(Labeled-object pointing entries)
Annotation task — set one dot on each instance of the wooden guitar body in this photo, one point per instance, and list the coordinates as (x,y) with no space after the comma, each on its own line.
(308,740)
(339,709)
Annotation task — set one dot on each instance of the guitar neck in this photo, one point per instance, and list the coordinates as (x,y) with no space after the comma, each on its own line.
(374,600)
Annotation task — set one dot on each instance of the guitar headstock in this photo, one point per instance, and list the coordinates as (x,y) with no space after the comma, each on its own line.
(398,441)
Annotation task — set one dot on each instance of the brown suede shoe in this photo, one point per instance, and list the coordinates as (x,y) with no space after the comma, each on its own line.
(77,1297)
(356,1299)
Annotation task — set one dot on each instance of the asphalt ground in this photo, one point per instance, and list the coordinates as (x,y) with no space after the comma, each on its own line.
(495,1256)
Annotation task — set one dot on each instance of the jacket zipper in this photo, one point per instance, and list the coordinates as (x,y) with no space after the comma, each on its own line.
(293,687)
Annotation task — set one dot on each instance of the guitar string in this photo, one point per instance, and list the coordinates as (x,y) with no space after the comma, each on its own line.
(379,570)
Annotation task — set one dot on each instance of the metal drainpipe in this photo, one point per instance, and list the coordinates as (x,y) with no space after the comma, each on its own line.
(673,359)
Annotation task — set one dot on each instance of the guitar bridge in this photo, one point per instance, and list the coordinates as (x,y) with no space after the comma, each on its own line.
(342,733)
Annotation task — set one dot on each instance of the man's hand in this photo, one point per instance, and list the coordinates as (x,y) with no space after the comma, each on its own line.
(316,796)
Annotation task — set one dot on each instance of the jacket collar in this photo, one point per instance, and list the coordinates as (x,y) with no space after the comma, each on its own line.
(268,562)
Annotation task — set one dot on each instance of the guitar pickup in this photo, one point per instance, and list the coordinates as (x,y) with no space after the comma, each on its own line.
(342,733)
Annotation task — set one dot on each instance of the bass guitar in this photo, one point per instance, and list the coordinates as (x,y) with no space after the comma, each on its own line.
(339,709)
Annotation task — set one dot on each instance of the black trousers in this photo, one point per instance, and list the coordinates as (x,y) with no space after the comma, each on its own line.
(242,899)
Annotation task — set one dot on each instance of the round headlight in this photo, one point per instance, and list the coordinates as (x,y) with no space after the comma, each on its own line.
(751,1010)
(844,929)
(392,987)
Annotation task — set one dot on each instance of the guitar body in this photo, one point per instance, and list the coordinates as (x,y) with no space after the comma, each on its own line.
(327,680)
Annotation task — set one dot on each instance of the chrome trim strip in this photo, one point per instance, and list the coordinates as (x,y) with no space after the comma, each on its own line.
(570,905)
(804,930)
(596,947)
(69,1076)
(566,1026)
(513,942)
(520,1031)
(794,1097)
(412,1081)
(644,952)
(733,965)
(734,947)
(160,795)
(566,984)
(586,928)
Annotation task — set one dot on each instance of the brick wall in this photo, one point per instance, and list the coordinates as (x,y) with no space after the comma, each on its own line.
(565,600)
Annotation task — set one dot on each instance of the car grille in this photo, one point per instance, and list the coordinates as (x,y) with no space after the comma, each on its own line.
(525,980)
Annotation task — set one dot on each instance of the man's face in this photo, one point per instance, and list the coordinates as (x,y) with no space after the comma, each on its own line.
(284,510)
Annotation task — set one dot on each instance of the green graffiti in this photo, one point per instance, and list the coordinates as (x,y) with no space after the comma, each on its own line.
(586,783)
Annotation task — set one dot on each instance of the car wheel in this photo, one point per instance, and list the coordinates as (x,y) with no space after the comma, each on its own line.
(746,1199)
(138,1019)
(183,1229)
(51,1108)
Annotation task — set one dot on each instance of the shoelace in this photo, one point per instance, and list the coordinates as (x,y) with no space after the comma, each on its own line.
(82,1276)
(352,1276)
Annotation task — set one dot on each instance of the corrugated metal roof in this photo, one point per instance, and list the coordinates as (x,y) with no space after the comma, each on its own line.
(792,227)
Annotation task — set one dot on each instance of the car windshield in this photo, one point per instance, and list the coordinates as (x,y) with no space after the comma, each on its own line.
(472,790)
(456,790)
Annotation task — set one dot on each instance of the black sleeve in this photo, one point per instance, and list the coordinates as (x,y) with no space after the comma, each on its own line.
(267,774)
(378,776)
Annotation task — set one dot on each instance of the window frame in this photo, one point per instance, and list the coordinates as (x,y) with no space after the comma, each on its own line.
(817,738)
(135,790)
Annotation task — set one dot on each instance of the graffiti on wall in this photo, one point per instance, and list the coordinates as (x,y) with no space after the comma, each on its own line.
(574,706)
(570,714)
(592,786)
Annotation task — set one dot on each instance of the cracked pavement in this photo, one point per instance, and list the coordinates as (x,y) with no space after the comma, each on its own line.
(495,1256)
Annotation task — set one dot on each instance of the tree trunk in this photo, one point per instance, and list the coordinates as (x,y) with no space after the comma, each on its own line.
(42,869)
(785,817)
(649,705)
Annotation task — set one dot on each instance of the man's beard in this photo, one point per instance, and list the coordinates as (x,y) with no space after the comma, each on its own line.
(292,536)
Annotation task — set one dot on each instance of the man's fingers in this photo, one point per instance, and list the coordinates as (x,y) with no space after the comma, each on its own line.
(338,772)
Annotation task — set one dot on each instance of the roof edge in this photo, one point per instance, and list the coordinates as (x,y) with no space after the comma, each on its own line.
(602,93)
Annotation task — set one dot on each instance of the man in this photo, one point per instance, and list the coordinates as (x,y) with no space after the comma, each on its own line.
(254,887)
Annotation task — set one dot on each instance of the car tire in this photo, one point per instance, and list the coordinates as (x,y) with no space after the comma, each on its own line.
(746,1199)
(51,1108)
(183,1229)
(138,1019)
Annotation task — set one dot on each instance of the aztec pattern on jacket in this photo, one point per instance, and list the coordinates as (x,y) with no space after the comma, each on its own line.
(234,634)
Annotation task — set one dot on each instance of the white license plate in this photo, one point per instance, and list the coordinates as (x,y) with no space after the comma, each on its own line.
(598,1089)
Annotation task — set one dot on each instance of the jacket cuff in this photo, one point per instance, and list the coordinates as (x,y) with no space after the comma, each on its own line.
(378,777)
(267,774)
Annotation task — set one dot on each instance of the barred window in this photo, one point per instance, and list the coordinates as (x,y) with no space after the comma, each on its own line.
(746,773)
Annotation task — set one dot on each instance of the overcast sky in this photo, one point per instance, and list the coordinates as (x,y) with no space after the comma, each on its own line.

### What is asked
Retype every entry above, word for word.

### In response
Annotation task — set one dot on each instance of the wooden guitar body in this photo, one point per instance, and list the coordinates as (x,y) with no space after the comma, each on its own line.
(308,740)
(339,709)
Annotation task — set one dot on each instance of the guitar neck in this photo, one point per instance, and list the coordinates as (x,y) with no space after the comma, each on its own line.
(374,600)
Annotation task — set one dot on each instance of the guitar headstock in this photo, one point per instance, and list the coordinates as (x,y) with no space after the comma, each on its own line.
(398,441)
Annotation task — set one dot on each instance of the brown suede shoe in this photo, one point per instance, and list the coordinates as (x,y) with no space after the comma, each on its own line.
(77,1297)
(356,1299)
Annotation task — set one dot on each instance of the asphalt ground in this photo, one point per instance, and list the coordinates as (x,y) with no space after the comma, each on its own line.
(495,1256)
Annotation task — set one dot on each instance of the jacket zipper in this photo, one point per instance, and list the coordinates as (x,y) with no space after the comma, each on its own line.
(293,687)
Annotation task — set one dot on each instance of the guitar string in this photo, one point per instance, and list the coordinates as (x,y) with no space after the comma, each on its own line.
(379,570)
Annotation task — set one dot on each instance of the metal drainpipe in this photo, one point per instance, and list the coordinates as (x,y) with no space after the comma, each on its own line.
(673,359)
Annotation task — set one dot on each instance of the guitar bridge in this photo, one point per instance, and list the coordinates as (x,y) with no space after the comma, each on its own line.
(342,733)
Annotation task — set one dot on each instance of the man's hand in this photo, one point per instance, and list the coordinates as (x,y) with no space after the comma, each on its own line.
(316,796)
Annotation task — set one dot on each instance of the jacket collar in this photo, one point per instance, and list the coordinates as (x,y) with no space after the comma, each on its own line.
(268,562)
Annotation task — set one dot on each instance of the guitar pickup in this photo, one point per instance, and list the coordinates as (x,y) with no space after the comma, each on its own line.
(342,733)
Annotation task — set one dot on each instance of the bass guitar in this photo, one point per instance, and list the coordinates as (x,y) with no space after the comma, each on its own line.
(339,709)
Annotation task — set one dot on each instance of the black trousers in this photo, one point per instance, and list the coordinates as (x,y) with no space after the comma, each on its own line.
(242,899)
Annotation task — set one dot on each instance of the round headlight in this photo, one point per instance, and list the coordinates as (x,y) with no space after the comma, each on its own line.
(751,1010)
(844,929)
(392,987)
Annotation task — set one dot on each instance of the guitar body in this photo, one point per instance, and list the coordinates as (x,y) with no space after the comma, each on its own line.
(327,680)
Annotation task — set one dot on each instance of the chrome trim strip in this photo, one point per instance, and list the coordinates as (x,y) with no space after the comma, each on its own line.
(570,905)
(804,930)
(596,947)
(69,1076)
(566,1026)
(513,942)
(520,1031)
(794,1097)
(412,1081)
(644,952)
(733,965)
(734,947)
(160,795)
(566,984)
(586,928)
Annotation task — set one dot on each instance of the brick wall in this photo, one point per instance, and list the coordinates as (x,y) with no space after the comma, each on its own line.
(565,600)
Annotation task — set one dot on each instance of the car grille in this photo, one point per instance, and list the coordinates as (x,y) with no space after the comma, each on its own line.
(525,980)
Annotation task — set one dot on each instance of the man's face in this photo, one point per instance, and list the coordinates as (x,y) with no space after the comma, each on its own line.
(284,510)
Annotation task — set one dot on each instance of the green graffiti in this photo, one point per instance, and list the coordinates as (x,y) with no space after the comma, each on its own line.
(586,783)
Annotation task — set one dot on each instance of the car wheel in this photo, one point per instance, and list the coordinates as (x,y) with no space after the comma, each on its own line.
(746,1199)
(138,1019)
(183,1229)
(51,1108)
Annotation task — set one dot on each instance of the shoelace in this photo, one point per instance, and list the coordinates as (x,y) with no space after the comma, each on its own line.
(82,1276)
(352,1276)
Annotation task — set one dot on each instance of the corrugated metal roof in this photo, one point per instance, and list the coordinates as (x,y) with no space after the comma, each on its own line.
(792,227)
Annotation task — set one dot on each instance of the car windshield in this photo, one point per instance, and list the coordinates as (x,y) with no space after the comma, each on its own line.
(472,790)
(456,790)
Annotation task — set one dot on each instance of the black sleeve in this photo, one point per instance, and list the coordinates as (x,y) with no space after the comma, each on its own line.
(267,774)
(378,776)
Annotation task — set one dot on each instance of the window frame in this photo, one point per instance, and list the coordinates as (x,y) with no space after the comma, each on its own line.
(817,738)
(135,790)
Annotation task — set one dot on each instance of the graffiti on wall in this photo, one point per instance, and list the coordinates as (x,y) with no space after the comma, each on its own line.
(574,706)
(570,714)
(592,786)
Annotation task — set one dot on each instance of the cracked pavement in this photo, one point per instance, and list the coordinates as (x,y) with no space after the comma, each on its own line.
(495,1256)
Annotation task — set one dot on each instance of the tree trunk in this photo, one point per instance, and list the coordinates as (x,y) with no space after the comma, each on its own line.
(42,869)
(785,817)
(649,705)
Annotation task — set one dot on each instance of the man's beard in this photo, one point per instance, and list the coordinates as (x,y) with no space after the comma, each on its own line.
(292,536)
Annotation task — set one dot on each instance of the man's fingers in this photo, one point per instance, and list the coordinates as (x,y) with no space after the comma, each on its own line.
(338,772)
Annotation task — set one dot on each instance of the roof edge in this photo, one point per instance, and list the coordinates as (x,y) with no space after the comma, each on its own line.
(602,93)
Annotation task — set one dot on each instance of the man in this photo, one point per instance, and list the coordinates as (x,y) with no space after the comma, each on its own line.
(254,887)
Annotation task — set one dot on each instance of the car tire in this photo, one point per instance, and list the coordinates as (x,y) with no space after the comma, each on its own line.
(746,1199)
(51,1108)
(183,1229)
(138,1019)
Annotation task — set one dot on each instance of the aztec pattern on jacket in this photo, one point per instance, and list the coordinates as (x,y) with no space after the comma, each on its own line.
(234,634)
Annotation task — set one dot on each instance of the white license plate in this photo, one point per instance, and list the coordinates as (x,y) with no space after the comma, each on its own line.
(598,1089)
Annotation task — set one dot on each instance of the jacket cuff in this photo, one point per instance, and list the coordinates as (x,y) with no space after the comma, each on its own line.
(378,777)
(267,774)
Annotation task — set one dot on each instance of the barred window in this photo, one point per instance, and list the coordinates as (x,y) with no space after the comma, each on its own line.
(746,773)
Annotation task — set one dot on each instance of the overcast sky in this photo, one point per instance, and list the coordinates as (x,y) with no space after the comma, each on its own line.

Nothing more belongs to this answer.